What to do: From the records below, transcribe exactly the lines that begin at the line with "Could you please locate the dirt" and end at the line with "Could you please locate the stone", both included.
═══ Input data ═══
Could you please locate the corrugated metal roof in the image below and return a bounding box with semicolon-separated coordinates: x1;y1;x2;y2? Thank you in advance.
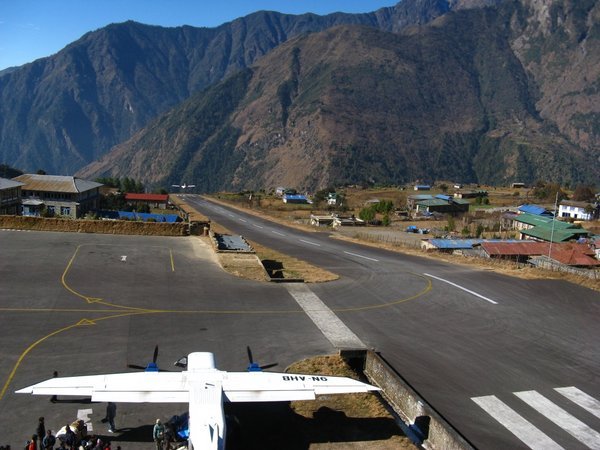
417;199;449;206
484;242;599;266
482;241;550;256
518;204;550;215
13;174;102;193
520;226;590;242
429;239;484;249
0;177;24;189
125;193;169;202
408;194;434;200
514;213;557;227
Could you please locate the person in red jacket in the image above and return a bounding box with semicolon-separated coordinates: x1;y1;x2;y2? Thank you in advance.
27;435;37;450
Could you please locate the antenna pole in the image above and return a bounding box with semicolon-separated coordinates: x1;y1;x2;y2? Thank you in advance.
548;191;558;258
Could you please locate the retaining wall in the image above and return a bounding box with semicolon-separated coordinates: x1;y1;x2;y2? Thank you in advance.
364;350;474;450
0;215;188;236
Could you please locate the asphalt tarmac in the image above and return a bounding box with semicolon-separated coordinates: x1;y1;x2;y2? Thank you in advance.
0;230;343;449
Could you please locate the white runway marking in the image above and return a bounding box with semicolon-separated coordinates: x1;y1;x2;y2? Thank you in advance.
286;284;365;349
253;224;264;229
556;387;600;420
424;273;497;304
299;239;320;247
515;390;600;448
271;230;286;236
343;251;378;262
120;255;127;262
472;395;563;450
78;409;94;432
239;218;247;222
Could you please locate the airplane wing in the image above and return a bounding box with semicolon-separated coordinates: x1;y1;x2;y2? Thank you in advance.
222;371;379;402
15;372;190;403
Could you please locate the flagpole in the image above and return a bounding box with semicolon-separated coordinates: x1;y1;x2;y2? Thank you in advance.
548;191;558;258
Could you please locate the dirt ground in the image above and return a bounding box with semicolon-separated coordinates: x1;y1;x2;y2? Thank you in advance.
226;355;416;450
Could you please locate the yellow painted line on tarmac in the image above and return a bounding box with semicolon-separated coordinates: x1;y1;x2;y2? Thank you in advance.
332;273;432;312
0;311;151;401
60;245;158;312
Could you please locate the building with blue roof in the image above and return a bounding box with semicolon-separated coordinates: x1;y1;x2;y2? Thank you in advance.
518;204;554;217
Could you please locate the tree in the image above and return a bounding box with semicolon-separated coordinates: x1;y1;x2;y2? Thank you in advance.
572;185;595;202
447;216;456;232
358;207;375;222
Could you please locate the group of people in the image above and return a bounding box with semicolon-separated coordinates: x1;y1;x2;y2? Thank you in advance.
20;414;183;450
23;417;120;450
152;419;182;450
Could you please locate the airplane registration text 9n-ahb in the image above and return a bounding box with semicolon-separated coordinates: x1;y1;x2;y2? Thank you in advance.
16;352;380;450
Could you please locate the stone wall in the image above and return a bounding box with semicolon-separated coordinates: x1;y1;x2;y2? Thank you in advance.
═══
═══ Input data ═══
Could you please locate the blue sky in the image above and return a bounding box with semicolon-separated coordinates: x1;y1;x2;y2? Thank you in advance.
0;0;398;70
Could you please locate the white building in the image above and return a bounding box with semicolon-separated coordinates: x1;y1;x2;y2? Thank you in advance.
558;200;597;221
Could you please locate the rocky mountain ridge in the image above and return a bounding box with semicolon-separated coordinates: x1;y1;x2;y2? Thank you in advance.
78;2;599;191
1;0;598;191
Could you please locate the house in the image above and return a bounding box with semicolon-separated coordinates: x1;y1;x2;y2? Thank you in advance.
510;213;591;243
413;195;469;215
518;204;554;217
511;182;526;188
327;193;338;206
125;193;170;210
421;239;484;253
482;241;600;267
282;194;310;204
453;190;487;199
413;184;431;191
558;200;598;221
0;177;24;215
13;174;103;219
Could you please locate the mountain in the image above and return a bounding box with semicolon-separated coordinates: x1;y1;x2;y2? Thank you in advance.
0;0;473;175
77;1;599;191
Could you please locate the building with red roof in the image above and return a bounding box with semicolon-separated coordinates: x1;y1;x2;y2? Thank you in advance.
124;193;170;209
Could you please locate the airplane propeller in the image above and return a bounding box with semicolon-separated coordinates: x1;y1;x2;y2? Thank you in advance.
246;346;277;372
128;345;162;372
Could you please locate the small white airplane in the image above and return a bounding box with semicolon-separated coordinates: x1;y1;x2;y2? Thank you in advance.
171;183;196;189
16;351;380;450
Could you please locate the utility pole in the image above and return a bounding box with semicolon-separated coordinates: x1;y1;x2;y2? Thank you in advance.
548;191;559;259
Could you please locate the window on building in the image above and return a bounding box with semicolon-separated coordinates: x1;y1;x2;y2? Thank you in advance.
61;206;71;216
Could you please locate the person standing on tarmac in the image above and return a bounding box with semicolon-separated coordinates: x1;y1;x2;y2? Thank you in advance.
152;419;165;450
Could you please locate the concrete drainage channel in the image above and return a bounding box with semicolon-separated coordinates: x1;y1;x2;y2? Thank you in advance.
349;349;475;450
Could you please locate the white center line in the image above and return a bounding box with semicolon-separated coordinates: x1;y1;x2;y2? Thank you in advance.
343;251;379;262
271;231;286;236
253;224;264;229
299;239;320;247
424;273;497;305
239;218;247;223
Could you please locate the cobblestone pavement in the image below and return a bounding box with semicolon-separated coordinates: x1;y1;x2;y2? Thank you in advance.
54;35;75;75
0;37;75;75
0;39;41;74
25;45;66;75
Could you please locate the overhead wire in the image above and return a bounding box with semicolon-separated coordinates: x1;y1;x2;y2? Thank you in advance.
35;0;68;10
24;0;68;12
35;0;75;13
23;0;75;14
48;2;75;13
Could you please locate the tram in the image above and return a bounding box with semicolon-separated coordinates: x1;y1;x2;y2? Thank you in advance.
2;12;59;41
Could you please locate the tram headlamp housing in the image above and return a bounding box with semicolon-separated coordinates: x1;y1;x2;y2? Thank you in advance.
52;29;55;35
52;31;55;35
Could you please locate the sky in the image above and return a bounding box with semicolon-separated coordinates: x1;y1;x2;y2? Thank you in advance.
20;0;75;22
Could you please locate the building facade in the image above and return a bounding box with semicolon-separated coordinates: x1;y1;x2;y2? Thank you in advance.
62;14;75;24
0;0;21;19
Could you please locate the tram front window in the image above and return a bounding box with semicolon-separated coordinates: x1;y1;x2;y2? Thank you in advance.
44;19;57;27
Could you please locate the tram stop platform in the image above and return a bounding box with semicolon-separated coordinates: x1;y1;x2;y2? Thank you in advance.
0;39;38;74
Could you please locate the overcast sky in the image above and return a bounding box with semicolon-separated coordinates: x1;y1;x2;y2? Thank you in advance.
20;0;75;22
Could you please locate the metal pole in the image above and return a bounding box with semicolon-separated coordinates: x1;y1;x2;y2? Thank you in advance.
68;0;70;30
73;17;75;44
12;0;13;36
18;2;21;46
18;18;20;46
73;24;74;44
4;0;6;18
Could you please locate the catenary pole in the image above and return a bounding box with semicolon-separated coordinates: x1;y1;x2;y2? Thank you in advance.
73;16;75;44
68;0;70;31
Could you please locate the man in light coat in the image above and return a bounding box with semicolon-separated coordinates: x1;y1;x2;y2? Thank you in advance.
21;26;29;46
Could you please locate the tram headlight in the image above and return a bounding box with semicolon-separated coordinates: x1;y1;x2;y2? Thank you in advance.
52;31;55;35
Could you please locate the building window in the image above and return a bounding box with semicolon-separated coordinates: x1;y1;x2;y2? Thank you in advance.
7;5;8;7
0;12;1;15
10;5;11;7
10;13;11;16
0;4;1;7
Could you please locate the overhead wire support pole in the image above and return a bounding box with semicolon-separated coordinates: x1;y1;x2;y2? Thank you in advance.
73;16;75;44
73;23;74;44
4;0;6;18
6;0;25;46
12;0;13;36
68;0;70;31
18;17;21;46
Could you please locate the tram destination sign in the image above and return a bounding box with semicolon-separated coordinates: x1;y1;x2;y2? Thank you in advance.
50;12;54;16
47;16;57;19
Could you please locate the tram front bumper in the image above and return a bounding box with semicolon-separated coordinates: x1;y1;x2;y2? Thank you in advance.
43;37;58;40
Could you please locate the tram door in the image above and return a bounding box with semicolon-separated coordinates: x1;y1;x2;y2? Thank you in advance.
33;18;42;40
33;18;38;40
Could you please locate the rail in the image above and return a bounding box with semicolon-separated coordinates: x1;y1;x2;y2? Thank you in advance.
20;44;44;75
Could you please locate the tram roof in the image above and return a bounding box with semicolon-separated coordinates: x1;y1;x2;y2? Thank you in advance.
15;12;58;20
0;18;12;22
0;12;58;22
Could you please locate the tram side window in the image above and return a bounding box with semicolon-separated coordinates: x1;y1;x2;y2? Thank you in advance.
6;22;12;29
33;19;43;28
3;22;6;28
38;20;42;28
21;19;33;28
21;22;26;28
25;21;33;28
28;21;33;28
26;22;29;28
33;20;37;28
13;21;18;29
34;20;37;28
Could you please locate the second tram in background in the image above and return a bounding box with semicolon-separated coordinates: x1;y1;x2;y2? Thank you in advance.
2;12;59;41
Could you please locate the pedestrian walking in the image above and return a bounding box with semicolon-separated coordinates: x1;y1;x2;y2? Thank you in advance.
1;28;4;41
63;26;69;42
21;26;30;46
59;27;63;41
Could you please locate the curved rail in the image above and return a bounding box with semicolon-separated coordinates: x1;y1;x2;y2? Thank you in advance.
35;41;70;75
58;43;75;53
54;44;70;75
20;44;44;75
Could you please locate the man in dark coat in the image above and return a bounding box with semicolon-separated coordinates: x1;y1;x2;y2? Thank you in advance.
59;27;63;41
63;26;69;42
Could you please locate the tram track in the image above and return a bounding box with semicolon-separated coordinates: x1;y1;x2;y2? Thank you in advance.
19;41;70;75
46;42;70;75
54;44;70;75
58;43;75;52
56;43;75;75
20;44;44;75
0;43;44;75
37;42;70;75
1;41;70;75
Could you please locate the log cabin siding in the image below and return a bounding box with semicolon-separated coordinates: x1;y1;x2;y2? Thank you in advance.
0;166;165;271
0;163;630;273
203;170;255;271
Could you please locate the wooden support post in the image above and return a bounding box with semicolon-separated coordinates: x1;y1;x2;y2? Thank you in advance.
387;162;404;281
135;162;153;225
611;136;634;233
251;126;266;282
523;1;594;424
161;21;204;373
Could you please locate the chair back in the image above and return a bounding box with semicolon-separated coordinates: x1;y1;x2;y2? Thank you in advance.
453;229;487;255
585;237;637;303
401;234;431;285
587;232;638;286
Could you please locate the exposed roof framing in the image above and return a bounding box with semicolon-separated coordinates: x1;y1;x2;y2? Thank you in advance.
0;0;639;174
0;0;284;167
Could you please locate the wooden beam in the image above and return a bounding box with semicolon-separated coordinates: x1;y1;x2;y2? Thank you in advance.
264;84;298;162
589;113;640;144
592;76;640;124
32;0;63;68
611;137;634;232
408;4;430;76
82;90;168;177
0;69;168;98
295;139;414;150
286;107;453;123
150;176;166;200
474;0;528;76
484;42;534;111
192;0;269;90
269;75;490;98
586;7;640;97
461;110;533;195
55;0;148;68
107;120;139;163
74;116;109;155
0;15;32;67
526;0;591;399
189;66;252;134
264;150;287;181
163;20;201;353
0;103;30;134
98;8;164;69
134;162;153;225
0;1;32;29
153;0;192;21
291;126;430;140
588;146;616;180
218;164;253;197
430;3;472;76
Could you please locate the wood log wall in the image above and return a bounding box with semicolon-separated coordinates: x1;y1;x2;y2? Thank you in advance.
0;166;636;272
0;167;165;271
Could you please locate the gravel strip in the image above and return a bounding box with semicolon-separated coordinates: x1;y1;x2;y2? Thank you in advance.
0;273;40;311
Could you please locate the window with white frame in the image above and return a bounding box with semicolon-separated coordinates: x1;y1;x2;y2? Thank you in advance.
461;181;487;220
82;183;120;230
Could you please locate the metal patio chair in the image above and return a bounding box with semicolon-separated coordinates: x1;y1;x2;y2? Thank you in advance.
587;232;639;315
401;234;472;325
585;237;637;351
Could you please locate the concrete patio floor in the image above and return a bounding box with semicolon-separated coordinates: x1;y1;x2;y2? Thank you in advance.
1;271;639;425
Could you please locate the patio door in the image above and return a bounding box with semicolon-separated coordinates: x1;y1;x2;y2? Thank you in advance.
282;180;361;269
═══
═══ Input data ═══
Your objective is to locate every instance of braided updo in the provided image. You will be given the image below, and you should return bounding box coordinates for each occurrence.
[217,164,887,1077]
═══
Solution to the problem:
Could you please locate the dirt ground in the image above and return a bounding box with semicolon-separated coordinates: x1;y1;x2;y2? Thank you in advance.
226;355;416;450
Could you please locate the yellow painted line on tarmac in the image above and return a bounding box with semicolon-separated coordinates: x1;y1;x2;y2? Thank you in advance.
332;273;432;312
0;311;151;401
60;245;158;312
Could you please locate the building with blue roof in the image above and return a bounding box with semicolon-separated coordinates: x1;y1;x2;y2? Thank you in advance.
518;204;554;217
Could you please locate the tree in the image above and return a bounding box with semicolon-separated coordinates: x1;y1;x2;y2? Thank you in advance.
572;185;595;202
447;216;456;232
358;207;375;222
Could you please locate the group of people in the image above and return a bounding box with semicolon-separated coordinates: x1;y1;x2;y2? Thank you in advance.
20;414;183;450
23;417;120;450
152;419;182;450
Could you please locate the airplane registration text 9n-ahb in the image above and return a bounding box with semicolon-separated coordinates: x1;y1;x2;y2? Thank you in advance.
16;352;380;450
Could you please locate the stone wall in the image above and return a bounding box with semicolon-separated coordinates: x1;y1;x2;y2? Thank you in advance.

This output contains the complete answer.